Page text.
>>
> the Varnish HTTP cache has been used very successfully to speed up WordPress. But Varnish doesn’t help a lot with logged-in traffic
> This is caching that Varnish and other “normal” HTTP caches (including CloudFlare) could not have done
Varnish supports the ESI (Edge-Side Includes) standard, which allows it to cache fragments of a page, and for the cache server to build them again. It also allows you to completely bypass the cache for certain fragments. This is also supported by a number of CDNs (Fastly, Akamai). I've used the ESI technique several times and have been able to achieve a >98% cache hit rate on Fastly for a site with dynamic per-user content. Even the cache misses are only responsible for rendering a small component of the page
Good to know. Using edge side includes may be easier than trying to change the app to a semi single page app. But that only solves half of the problem. The other half is varying the response based on the value of a specific cookie.
I've updated the blog post with information regarding edge side include.
Varnish also supports plugins for extreme flexibility. For example, I wrote a plugin for our Varnish install which performs HMAC validation of a specific signed cookie and then sets a header which is used downstream in the caching rules.
Varnish is mature, powerful, and fast as hell. It would take a lot of work to reach a point where I'd swap it out for something else.
I've left some comments on the Disqus thread on the blog, but I'll reiterate my concern about the security of the cookie being set.
The cookie being set is unsigned according to the documentation[0] on rails, so a user could modify it and send it back to get a different cached response. Say that they saw that the user level was being set in there (like in the blog post) and they change the value to the 'staff' value to get the staff cached response. Probably not a good idea!
<<
Required task.
Rewrite the stretch of the thread from "Varnish is mature, powerful, and" through "a good idea!", switching "cookie" to "token". The listing below is separate from the thread.

Dataset content.
>>
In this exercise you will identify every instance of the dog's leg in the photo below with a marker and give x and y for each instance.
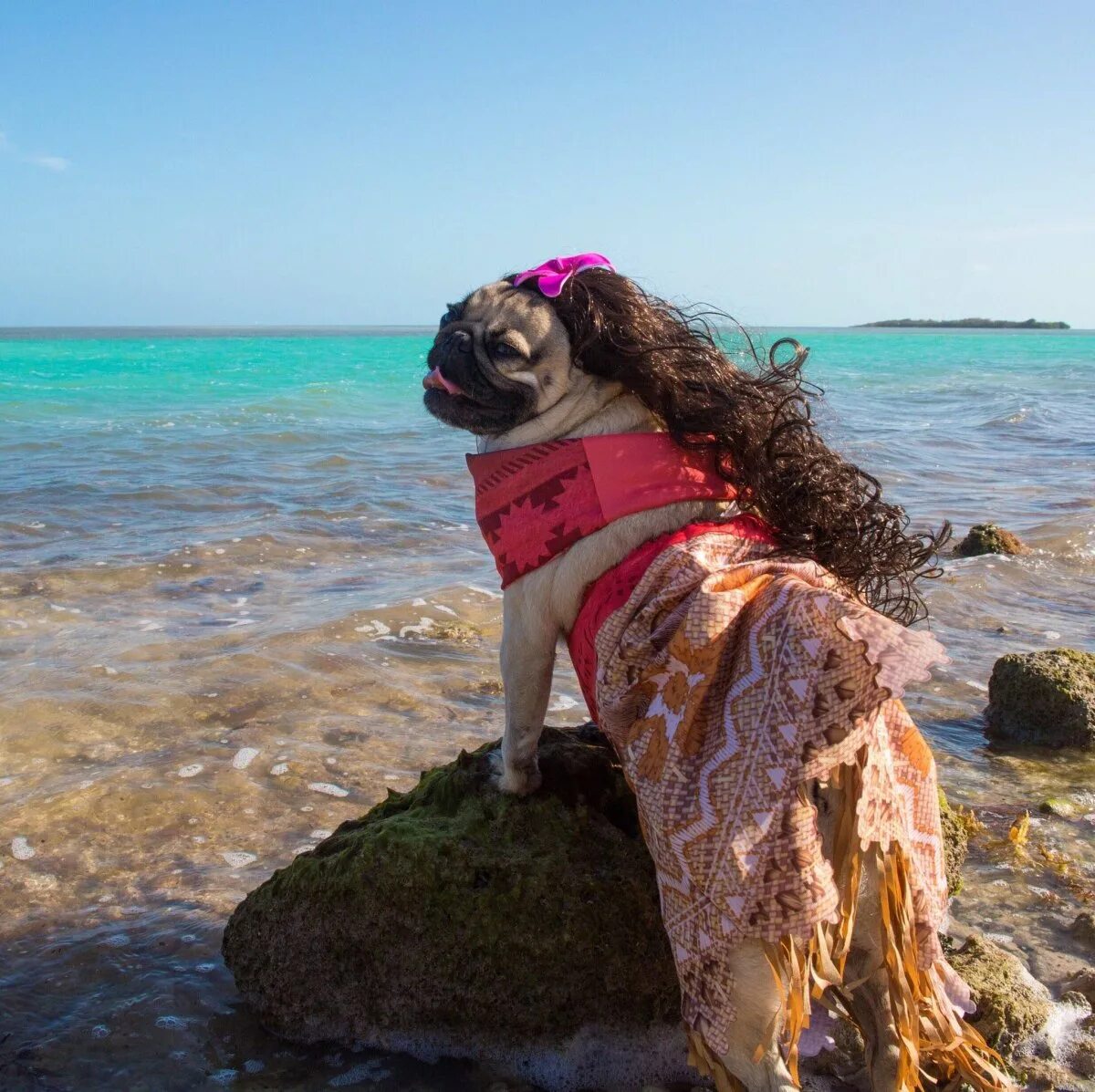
<<
The result.
Varnish is mature, powerful, and fast as hell. It would take a lot of work to reach a point where I'd swap it out for something else.
I've left some comments on the Disqus thread on the blog, but I'll reiterate my concern about the security of the token being set.
The token being set is unsigned according to the documentation[0] on rails, so a user could modify it and send it back to get a different cached response. Say that they saw that the user level was being set in there (like in the blog post) and they change the value to the 'staff' value to get the staff cached response. Probably not a good idea!